#### Written request
Begin at the line that contains "If you could locate the grass" and repeat every line from there to the end of the records below, inclusive, without adding any other line.
# # # #
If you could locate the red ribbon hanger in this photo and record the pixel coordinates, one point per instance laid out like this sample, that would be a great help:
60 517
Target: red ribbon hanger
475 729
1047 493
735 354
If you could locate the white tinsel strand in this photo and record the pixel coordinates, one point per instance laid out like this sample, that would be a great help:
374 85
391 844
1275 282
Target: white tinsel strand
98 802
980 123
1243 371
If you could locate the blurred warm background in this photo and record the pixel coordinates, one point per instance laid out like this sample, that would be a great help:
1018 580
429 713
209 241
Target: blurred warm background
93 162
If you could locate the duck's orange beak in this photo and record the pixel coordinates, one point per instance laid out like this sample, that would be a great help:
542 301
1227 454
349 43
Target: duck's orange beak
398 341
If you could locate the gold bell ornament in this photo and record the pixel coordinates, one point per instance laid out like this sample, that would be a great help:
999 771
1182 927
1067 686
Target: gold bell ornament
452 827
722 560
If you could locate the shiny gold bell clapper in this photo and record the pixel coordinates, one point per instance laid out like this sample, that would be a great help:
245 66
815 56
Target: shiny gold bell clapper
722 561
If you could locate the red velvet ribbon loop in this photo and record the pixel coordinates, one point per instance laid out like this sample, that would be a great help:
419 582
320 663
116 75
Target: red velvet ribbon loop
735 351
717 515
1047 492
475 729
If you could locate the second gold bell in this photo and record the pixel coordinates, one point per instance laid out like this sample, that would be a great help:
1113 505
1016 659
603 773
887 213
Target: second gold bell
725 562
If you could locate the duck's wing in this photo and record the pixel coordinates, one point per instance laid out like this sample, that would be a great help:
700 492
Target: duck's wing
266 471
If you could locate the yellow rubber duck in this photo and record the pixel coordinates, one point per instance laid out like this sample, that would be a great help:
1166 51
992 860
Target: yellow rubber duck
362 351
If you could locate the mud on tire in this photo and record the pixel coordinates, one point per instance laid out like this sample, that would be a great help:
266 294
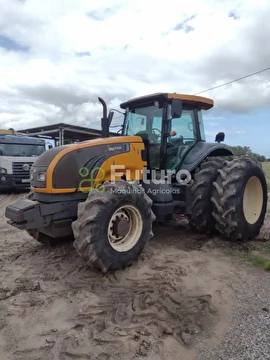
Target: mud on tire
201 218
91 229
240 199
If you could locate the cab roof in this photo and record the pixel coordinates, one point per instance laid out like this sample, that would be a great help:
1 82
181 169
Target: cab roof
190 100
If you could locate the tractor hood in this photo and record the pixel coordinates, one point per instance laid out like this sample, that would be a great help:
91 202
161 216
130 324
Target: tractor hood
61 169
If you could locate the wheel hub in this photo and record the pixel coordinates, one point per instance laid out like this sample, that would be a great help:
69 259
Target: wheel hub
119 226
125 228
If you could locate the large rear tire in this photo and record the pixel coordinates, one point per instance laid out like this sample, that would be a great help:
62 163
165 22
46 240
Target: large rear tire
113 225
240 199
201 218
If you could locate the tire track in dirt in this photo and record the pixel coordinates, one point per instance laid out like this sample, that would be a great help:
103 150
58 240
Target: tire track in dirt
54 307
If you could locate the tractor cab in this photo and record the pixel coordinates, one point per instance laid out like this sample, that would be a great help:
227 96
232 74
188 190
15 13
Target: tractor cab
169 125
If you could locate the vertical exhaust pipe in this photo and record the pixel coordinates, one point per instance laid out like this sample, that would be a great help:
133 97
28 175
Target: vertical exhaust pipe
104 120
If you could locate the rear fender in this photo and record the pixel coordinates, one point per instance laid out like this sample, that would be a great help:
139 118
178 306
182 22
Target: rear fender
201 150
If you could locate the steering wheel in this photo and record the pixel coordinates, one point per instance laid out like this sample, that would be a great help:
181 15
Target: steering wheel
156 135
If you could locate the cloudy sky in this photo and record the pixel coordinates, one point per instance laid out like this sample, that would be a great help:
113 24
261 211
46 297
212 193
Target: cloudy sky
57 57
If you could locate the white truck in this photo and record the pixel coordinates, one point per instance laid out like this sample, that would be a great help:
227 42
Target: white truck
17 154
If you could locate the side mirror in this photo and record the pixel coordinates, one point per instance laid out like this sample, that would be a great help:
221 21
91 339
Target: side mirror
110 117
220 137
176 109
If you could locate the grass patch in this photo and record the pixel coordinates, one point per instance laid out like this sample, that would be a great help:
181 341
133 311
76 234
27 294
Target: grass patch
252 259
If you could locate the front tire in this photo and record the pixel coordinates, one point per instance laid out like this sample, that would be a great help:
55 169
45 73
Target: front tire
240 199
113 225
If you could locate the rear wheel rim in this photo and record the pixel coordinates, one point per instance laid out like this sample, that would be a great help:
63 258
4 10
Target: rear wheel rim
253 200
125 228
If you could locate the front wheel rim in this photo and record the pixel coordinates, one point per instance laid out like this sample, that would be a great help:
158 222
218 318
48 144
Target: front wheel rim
# # # #
#### Solution
If you could locate the grass patch in this photo and record the pixel coordinates, one point per instance laid out like this sample, that would be a great help:
181 341
133 311
76 234
27 294
Target: grass patch
252 259
If you could locate the front tire in this photo and record the pixel coordinates, one point per instance laid out like this sample, that would be a great help:
55 169
45 73
Target: front tire
240 199
113 225
If you could locate the rear wheel rim in this photo and record the pixel coordinates, one point per instance laid out like this sample, that would be a great help:
63 258
4 10
Target: rear wheel rim
253 200
125 228
If you could locate the front wheel rim in this photo and record the pixel coordinates, one point per instance laid out like this sample, that would be a great help:
158 222
218 318
48 144
Target: front wheel rim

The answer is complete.